- _Given exercise_: Transcribe the lines of the records starting with the one that has "For each instance of the window, imagine" in it and ending with the last, and transcribe nothing else.

- _Material for the task_:
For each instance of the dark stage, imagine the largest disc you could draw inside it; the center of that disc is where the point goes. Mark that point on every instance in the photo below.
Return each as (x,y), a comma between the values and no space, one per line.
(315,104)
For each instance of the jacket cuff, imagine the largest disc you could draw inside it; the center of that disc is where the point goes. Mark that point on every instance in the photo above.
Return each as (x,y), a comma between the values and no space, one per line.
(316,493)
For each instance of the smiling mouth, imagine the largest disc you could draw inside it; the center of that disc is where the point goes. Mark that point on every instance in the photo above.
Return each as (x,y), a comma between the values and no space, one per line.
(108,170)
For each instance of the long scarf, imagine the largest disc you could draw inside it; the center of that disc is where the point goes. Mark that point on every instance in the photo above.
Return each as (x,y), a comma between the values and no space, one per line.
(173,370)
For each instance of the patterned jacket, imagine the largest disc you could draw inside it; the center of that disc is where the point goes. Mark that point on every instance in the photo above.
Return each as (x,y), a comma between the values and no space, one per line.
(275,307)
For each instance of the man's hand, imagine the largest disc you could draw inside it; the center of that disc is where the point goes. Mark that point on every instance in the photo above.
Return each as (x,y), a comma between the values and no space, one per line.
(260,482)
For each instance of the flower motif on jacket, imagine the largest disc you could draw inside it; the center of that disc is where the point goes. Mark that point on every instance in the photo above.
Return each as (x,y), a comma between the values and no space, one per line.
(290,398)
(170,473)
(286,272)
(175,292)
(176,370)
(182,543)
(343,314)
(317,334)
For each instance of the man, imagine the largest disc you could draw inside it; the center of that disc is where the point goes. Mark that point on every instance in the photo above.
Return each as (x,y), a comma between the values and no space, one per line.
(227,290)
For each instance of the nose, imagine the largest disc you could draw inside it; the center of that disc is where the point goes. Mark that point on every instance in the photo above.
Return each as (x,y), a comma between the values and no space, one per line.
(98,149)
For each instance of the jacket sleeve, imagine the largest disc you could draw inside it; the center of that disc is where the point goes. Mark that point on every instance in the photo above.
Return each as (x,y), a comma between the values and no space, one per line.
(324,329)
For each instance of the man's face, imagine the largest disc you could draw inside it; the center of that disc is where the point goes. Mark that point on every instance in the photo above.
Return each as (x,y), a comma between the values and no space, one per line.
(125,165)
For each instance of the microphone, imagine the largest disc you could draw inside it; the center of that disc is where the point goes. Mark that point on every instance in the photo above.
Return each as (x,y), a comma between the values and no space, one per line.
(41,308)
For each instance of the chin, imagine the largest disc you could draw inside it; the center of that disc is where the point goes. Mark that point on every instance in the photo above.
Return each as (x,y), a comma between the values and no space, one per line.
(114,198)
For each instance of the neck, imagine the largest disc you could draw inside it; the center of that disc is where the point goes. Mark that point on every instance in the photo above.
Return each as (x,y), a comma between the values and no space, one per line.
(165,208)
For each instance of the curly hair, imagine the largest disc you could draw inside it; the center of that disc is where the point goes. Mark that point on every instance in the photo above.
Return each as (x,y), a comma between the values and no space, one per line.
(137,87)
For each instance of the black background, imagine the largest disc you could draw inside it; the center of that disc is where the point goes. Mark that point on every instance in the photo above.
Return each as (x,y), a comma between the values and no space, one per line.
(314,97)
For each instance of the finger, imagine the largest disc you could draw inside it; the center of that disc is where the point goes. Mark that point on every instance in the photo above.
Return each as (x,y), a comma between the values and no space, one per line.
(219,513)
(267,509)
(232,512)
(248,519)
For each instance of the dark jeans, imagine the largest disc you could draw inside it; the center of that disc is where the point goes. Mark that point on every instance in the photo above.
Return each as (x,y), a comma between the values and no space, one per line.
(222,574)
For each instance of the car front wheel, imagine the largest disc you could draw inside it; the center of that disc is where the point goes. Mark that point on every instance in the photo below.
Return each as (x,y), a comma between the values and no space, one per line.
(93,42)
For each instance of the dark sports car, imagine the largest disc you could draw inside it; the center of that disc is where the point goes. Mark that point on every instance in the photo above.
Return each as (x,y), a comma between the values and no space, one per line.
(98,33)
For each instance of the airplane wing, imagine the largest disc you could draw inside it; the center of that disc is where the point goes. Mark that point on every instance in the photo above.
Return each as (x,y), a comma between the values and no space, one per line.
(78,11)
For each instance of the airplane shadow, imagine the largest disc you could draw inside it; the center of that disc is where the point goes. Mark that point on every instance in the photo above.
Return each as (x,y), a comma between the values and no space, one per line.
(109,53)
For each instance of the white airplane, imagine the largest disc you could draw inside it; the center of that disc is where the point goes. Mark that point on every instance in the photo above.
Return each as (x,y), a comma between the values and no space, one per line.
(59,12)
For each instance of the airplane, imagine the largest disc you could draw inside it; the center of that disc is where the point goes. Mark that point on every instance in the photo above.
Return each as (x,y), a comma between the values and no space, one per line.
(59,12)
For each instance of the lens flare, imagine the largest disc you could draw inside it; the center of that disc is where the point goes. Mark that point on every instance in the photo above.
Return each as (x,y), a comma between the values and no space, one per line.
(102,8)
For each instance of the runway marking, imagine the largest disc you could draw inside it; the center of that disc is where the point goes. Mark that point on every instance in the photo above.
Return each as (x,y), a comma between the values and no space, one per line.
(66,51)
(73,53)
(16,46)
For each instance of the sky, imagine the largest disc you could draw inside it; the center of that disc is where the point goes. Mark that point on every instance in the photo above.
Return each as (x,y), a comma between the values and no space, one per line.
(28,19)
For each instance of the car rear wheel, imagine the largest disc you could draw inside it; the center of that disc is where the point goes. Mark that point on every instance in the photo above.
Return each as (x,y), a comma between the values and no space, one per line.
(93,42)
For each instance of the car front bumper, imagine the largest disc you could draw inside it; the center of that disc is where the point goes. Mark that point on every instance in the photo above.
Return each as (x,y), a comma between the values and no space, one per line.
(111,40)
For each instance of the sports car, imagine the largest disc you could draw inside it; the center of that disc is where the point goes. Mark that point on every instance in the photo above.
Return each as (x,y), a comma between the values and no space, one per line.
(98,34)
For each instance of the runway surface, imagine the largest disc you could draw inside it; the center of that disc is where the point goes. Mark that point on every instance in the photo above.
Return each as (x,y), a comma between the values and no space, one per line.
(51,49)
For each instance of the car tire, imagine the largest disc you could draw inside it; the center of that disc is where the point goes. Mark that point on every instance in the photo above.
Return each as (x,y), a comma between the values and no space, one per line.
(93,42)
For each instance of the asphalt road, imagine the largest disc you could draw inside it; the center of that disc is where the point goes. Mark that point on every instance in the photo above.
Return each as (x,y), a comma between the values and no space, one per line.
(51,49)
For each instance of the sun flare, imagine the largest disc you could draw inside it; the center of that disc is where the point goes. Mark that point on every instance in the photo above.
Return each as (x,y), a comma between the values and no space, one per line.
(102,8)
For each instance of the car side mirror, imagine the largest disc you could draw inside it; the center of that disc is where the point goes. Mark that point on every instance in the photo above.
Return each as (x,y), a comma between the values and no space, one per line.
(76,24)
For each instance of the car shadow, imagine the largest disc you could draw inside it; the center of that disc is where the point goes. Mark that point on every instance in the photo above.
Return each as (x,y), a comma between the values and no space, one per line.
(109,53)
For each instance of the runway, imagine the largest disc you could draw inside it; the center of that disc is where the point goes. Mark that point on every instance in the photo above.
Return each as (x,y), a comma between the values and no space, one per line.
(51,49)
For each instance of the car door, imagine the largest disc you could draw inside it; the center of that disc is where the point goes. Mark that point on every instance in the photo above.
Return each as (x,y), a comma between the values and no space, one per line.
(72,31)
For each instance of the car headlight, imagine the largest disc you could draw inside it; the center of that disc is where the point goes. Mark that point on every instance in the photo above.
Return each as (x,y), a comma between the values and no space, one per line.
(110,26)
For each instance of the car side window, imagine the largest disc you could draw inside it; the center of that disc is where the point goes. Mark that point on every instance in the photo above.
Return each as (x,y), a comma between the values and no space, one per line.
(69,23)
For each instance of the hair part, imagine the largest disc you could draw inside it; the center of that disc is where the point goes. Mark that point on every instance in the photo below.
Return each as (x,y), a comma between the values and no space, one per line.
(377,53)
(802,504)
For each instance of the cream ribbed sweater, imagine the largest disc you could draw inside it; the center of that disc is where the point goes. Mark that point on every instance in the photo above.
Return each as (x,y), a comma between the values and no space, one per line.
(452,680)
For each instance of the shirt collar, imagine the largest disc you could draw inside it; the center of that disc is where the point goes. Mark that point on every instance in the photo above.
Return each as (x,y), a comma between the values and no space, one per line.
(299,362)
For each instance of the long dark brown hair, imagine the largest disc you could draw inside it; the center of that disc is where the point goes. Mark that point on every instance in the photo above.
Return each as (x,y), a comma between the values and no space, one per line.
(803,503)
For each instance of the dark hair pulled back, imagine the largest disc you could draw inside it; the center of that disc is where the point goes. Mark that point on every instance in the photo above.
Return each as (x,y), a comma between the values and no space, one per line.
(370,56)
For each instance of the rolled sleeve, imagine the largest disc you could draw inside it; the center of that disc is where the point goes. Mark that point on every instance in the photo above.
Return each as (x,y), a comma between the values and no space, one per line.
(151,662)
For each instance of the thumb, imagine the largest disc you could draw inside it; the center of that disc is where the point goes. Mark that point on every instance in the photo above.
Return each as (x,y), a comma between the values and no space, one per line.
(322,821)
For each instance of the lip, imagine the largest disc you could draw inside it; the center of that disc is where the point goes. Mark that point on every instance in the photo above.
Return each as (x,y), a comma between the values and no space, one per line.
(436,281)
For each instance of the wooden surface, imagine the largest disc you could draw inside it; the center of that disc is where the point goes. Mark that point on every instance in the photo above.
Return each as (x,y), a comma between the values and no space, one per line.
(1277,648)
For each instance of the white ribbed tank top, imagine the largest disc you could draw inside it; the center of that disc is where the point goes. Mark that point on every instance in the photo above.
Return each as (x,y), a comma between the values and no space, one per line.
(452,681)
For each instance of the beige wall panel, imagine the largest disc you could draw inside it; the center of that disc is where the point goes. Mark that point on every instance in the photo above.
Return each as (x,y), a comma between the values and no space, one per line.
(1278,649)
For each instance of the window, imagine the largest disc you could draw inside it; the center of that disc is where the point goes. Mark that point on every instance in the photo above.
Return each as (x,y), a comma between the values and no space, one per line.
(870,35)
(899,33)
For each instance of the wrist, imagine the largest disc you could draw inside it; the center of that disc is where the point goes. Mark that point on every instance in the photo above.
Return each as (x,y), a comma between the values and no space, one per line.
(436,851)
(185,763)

- _Output for this task_:
For each instance of the window, imagine the largest disc you could draw inside it; the center of that disc is where the point goes. Mark that point on every instance in the photo above.
Return each as (x,y), a comma between the values and no space, one per line.
(870,35)
(899,33)
For each instance of the wrist, imagine the largest disc you could draw inside it; the center of that disc is where the point goes. Mark that point on every instance in the photo above.
Return each as (x,y), a comma between the values and no space, one per line.
(436,851)
(185,763)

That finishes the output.